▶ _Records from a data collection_

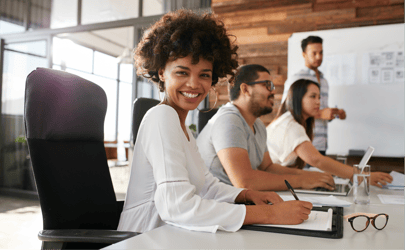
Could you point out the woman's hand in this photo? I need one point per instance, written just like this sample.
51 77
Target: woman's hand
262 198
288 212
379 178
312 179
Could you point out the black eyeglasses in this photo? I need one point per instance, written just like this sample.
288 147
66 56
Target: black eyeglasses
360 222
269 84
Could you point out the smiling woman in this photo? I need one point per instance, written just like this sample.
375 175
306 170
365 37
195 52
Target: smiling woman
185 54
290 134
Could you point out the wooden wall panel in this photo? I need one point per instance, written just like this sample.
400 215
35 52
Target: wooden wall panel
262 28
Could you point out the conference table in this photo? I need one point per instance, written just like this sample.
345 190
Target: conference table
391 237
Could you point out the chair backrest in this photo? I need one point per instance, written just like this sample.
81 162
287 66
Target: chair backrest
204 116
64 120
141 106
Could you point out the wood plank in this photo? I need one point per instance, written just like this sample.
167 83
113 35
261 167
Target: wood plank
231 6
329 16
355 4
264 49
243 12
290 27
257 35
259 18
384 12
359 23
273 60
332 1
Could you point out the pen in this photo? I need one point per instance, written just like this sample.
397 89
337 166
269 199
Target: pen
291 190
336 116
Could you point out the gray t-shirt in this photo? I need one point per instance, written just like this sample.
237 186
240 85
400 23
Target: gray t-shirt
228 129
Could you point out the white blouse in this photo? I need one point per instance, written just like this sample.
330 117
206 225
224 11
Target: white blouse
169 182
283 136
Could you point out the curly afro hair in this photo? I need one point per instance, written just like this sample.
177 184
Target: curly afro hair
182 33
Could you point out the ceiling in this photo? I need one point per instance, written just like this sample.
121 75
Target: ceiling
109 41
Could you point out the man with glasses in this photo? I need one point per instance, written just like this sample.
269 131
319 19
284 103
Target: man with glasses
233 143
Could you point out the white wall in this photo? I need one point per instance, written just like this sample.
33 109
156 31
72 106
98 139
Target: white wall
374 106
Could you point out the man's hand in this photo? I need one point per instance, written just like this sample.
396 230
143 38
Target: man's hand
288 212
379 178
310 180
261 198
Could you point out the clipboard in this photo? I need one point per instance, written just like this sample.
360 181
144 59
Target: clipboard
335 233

▶ _TASK TO COMPLETE_
Without the pictures, print all of the records exactly.

▶ _OUTPUT BELOW_
Could you point out the woman's hand in this photo? I need one point per instance, written just like this sample.
51 77
Target: woman's hand
262 198
288 212
379 178
312 179
Could you point out the black eyeglasses in this photo? I need one point per instance, written just like this sample.
288 147
66 56
Target: black eyeglasses
360 222
269 84
Could you point out the smiling woman in this photo? I need one point per instance, written just like this sample.
375 175
306 170
365 37
195 52
Target: smiling woman
185 54
290 134
Could you point out the wooden wall panel in this photo? I need one point per instance, written just like this sample.
400 215
35 52
Target: wooden wall panel
262 28
Could you point out the conference table in this photo? I need one point per instance, written just like this sample.
345 190
Target: conference table
391 237
Could you point out the chair backrest in this photo? I need one point per instance, written just like this sample.
81 162
287 66
Target: chair backrest
204 116
64 120
141 106
Could you point out the wood plank in this photo? I need one point per instance, written just like this sample.
167 83
113 35
261 167
Target: wood plank
231 6
329 16
355 4
264 49
243 12
290 27
257 35
259 18
384 12
359 23
273 60
332 1
Could you point out the pen in this photo? I need one point per instance, written just like this sample.
397 89
337 166
269 199
Target: pen
291 190
336 116
Could you point out the gray t-shirt in this photo? I need one point per instance, written just like this sample.
237 186
240 85
400 23
Target: gray t-shirt
228 129
Could you point out the white blouse in this photo? I need one point per instance, written just like this sample.
330 117
206 225
224 11
Target: white blouse
169 182
283 136
Could you point out the curly afro hair in this photo? I need one point per instance, written just like this sample.
177 184
Target: curly afro hair
182 33
Could you point out the ceiling in this photo? I need one point per instance, written just like this sample.
121 75
Target: ceiling
109 41
Could you point out the man with glasses in this photo? I need one point per instance, written just like this sample.
269 131
319 19
284 103
Target: man with glasses
233 143
Could you point out the white wall in this photo? I need one point per instance, written just like this sample.
33 109
156 31
72 106
98 139
Target: white wall
374 106
Could you point out the man's hand in this photo? I need one point per instance, written just like this sample.
396 230
143 38
Target: man's hand
288 212
379 178
310 180
261 198
Could you point out the clipboard in this photo? I need one point per instance, written just like this sample.
360 181
144 59
Target: clipboard
335 233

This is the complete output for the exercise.